(Collection entries)
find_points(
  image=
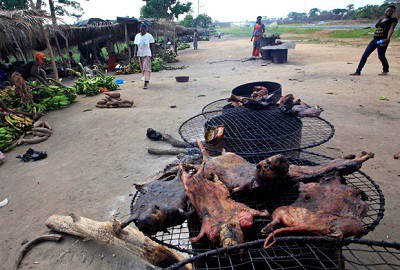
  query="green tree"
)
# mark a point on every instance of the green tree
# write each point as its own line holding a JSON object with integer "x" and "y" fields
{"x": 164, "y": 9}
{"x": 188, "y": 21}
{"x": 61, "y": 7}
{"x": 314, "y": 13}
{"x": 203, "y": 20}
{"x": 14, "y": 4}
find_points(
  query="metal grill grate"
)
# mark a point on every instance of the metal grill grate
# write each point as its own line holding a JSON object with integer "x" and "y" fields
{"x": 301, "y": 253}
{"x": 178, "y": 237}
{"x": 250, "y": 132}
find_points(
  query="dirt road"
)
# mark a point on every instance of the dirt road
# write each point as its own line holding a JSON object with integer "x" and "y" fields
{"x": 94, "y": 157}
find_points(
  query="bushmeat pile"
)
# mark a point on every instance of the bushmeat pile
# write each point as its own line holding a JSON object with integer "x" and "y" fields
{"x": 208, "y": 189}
* * *
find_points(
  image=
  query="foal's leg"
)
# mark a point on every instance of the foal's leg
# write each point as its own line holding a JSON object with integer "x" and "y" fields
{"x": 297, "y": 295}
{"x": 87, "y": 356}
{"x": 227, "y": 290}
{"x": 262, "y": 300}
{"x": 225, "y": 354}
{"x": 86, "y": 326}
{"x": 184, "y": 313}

> [Try it] Filter the records for lines holding the string "instance". Copy each one.

> [Task answer]
# mark a point on every instance of the green tree
# mark a point on every instance of the metal grill grate
# mark a point on every instance of the dirt road
# mark a point on every instance of the bushmeat pile
# mark a point on every instance of the foal's leg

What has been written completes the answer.